Exercise details → Reproduce the part of the passage on mail-in voting that starts at "Of course, there’s" and ends after "come into question.", replacing "second wave" with "renewed surge".

Passage provided Start Marker

The 2020 presidential election kicked off predictably, but we’ve now found ourselves in an unforeseen and unprecedented set of circumstances. Most extraordinarily, a national election seems to be quite low in our concerns at the moment – a pandemic forced humanity into a state of lockdown for over twelve weeks, killing a hundred thousand Americans, followed by mass demonstrations against police brutality in cities around the world. Throw some murder hornets in the mix, and you’ve got the most chaotic three months in recent history. A logistical concern has emerged from the kerfuffle, however: if we’re supposed to stay home, what happens when November comes around and the disease is still raging on? How are we supposed to vote if we can’t leave our houses? Holding a widespread physical election like any other year could prove disastrous on the public health front, possibly creating a cesspool at voting stations and putting personnel at risk of contracting the virus. Mail-in voting is one proposed fix, but like most other things in this partisan environment, it’s become a political issue divided down the party line. Going forward, voting by mail will likely be one of the defining debates of this election cycle – one that will undoubtedly influence the outcome of the contest, for better or for worse.
Of course, there’s a chance that months from now this will be a non-issue. By some scientific metrics, the coronavirus is largely on its way out – at least, for now. In most states, deaths are steadily declining. However, don’t don your ‘Free Hugs’ t-shirt just yet. The possibility of a second wave of the disease is at the forefront of public health officials’ minds, one which would put physical voting in jeopardy. To accommodate for this prospect, the government will have to be equipped to provide safe voting measures for the electorate later this year. The means through which we achieve that end, however, have come into question.

Passage provided End Marker
Material provided Start Marker

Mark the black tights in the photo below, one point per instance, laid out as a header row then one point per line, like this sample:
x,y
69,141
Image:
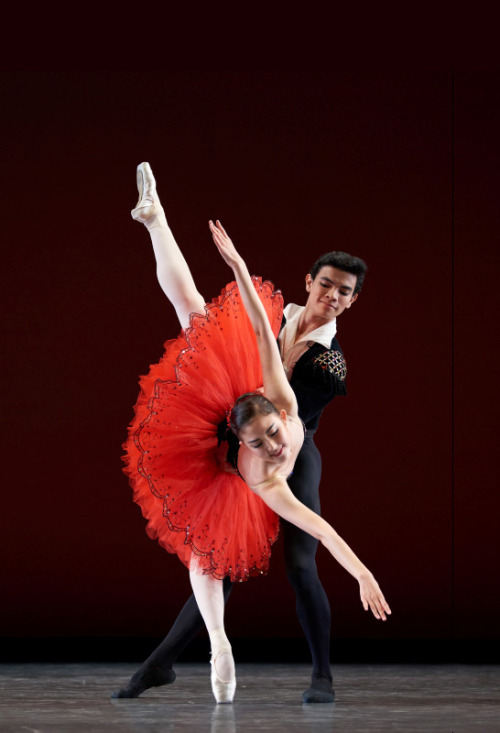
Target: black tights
x,y
313,609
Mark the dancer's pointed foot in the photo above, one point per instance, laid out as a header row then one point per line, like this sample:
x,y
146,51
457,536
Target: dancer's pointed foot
x,y
149,210
321,690
143,680
223,677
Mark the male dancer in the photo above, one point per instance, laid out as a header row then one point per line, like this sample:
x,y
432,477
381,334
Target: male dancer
x,y
316,369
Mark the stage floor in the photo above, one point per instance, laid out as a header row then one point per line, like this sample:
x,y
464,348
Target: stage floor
x,y
46,698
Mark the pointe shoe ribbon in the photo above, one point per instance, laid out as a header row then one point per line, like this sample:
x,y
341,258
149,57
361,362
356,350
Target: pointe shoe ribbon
x,y
223,690
148,211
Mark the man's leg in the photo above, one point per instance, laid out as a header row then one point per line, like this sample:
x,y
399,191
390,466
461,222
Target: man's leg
x,y
157,669
313,608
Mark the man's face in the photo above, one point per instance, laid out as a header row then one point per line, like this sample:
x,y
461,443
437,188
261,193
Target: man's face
x,y
330,293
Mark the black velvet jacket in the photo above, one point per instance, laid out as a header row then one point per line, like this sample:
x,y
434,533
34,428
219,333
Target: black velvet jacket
x,y
318,376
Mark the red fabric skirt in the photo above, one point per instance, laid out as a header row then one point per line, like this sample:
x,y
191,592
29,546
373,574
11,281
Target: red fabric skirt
x,y
193,506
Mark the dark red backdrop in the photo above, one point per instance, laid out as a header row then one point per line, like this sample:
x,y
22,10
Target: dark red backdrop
x,y
294,164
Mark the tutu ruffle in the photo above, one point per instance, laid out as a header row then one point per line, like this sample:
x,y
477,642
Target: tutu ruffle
x,y
193,506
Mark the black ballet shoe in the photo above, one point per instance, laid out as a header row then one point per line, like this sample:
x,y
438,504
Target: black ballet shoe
x,y
321,691
141,681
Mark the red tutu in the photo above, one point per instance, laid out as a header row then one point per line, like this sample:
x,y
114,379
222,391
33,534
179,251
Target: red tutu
x,y
172,458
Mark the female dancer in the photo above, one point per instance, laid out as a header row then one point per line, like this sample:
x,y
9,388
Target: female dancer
x,y
217,522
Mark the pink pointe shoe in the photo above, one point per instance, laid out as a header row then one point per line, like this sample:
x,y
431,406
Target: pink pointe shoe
x,y
223,691
148,211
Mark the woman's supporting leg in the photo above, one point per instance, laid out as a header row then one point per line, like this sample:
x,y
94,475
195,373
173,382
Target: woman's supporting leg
x,y
157,669
173,272
209,596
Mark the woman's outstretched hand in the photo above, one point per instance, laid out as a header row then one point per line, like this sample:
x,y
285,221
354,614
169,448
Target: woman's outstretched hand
x,y
224,244
373,598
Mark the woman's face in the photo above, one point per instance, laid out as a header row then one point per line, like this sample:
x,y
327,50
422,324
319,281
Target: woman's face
x,y
267,436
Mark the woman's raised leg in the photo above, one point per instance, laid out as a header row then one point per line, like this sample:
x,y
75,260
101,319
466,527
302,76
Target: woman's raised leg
x,y
209,596
173,272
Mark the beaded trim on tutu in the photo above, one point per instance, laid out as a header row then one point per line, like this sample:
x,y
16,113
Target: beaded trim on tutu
x,y
193,507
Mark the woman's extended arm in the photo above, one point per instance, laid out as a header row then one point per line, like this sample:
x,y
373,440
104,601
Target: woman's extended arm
x,y
277,495
276,386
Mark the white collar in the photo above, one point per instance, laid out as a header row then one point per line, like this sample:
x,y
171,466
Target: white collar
x,y
322,335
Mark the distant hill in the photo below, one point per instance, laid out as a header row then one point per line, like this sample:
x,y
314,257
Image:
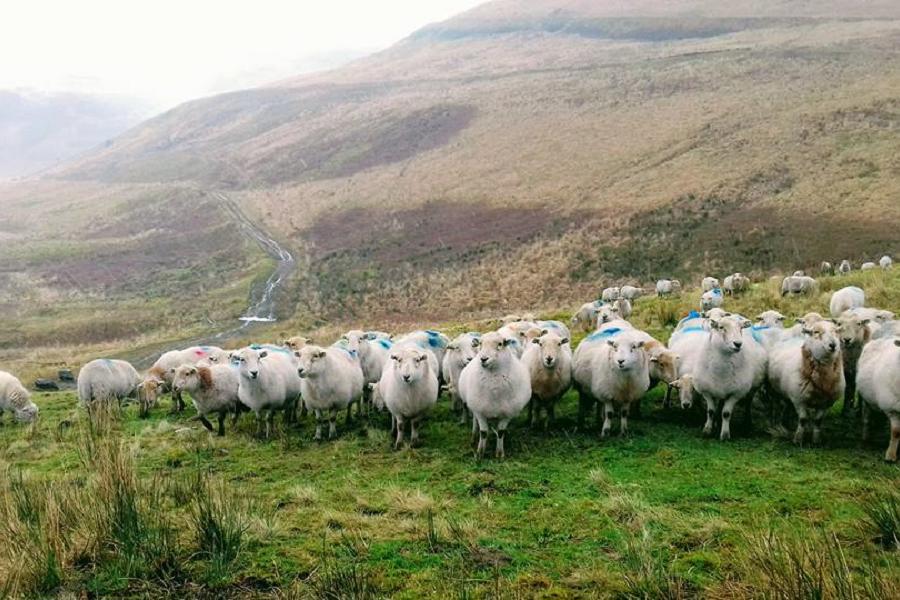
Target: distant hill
x,y
39,130
524,153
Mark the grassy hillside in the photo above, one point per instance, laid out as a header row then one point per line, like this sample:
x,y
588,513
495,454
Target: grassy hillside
x,y
661,513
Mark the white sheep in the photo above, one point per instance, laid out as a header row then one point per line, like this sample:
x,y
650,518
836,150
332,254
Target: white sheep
x,y
845,267
878,381
610,294
107,379
667,287
496,387
711,299
612,369
845,299
460,352
709,283
268,381
730,369
548,359
16,399
409,388
808,372
213,390
330,380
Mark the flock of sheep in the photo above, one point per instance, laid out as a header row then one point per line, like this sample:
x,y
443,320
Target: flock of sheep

Material provided End Marker

Reply to the exercise →
Of course, there’s a chance that months from now this will be a non-issue. By some scientific metrics, the coronavirus is largely on its way out – at least, for now. In most states, deaths are steadily declining. However, don’t don your ‘Free Hugs’ t-shirt just yet. The possibility of a renewed surge of the disease is at the forefront of public health officials’ minds, one which would put physical voting in jeopardy. To accommodate for this prospect, the government will have to be equipped to provide safe voting measures for the electorate later this year. The means through which we achieve that end, however, have come into question.